> Exercise details: From the line with "Target: moss-covered rock" through the final line, transcribe the material below character for character; include no other lines.

*** Input data ***

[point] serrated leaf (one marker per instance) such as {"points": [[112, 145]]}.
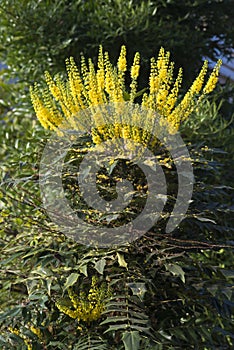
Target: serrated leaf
{"points": [[100, 265], [131, 340]]}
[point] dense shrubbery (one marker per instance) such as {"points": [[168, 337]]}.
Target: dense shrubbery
{"points": [[162, 291]]}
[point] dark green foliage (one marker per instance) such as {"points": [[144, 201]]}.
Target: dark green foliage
{"points": [[168, 291]]}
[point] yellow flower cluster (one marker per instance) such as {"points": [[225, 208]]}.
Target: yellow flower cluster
{"points": [[89, 307], [88, 87]]}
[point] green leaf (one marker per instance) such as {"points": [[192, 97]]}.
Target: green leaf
{"points": [[100, 265], [71, 280], [176, 270], [131, 340]]}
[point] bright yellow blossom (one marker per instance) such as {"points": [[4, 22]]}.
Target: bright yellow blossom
{"points": [[89, 86]]}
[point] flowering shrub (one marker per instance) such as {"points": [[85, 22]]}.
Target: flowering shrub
{"points": [[90, 87]]}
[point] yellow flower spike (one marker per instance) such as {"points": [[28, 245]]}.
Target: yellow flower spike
{"points": [[213, 79], [101, 72], [55, 91], [88, 87], [198, 82], [135, 69], [122, 61], [75, 84]]}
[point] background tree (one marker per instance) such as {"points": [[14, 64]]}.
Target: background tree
{"points": [[168, 292]]}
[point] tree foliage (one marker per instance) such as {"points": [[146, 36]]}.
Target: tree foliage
{"points": [[39, 35], [164, 291]]}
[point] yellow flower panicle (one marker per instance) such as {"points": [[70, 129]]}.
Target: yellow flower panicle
{"points": [[91, 86], [86, 308], [213, 79], [134, 75]]}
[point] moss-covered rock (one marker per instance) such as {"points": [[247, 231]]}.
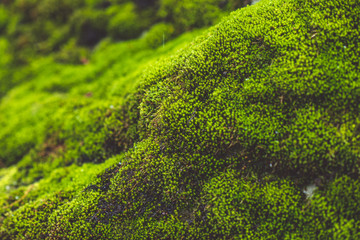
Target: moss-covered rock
{"points": [[222, 139]]}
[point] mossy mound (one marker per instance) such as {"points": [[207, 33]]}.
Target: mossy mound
{"points": [[226, 139]]}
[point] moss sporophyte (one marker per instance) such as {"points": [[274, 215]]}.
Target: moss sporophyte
{"points": [[186, 122]]}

*** End of Input data ***

> Expected output:
Target: moss-covered rock
{"points": [[222, 139]]}
[point] mossy mound (one marker per instance) such as {"points": [[207, 33]]}.
Target: mossy mound
{"points": [[226, 139]]}
[point] moss sporophyte (one marker per instance) such as {"points": [[274, 215]]}.
Target: moss sporophyte
{"points": [[186, 122]]}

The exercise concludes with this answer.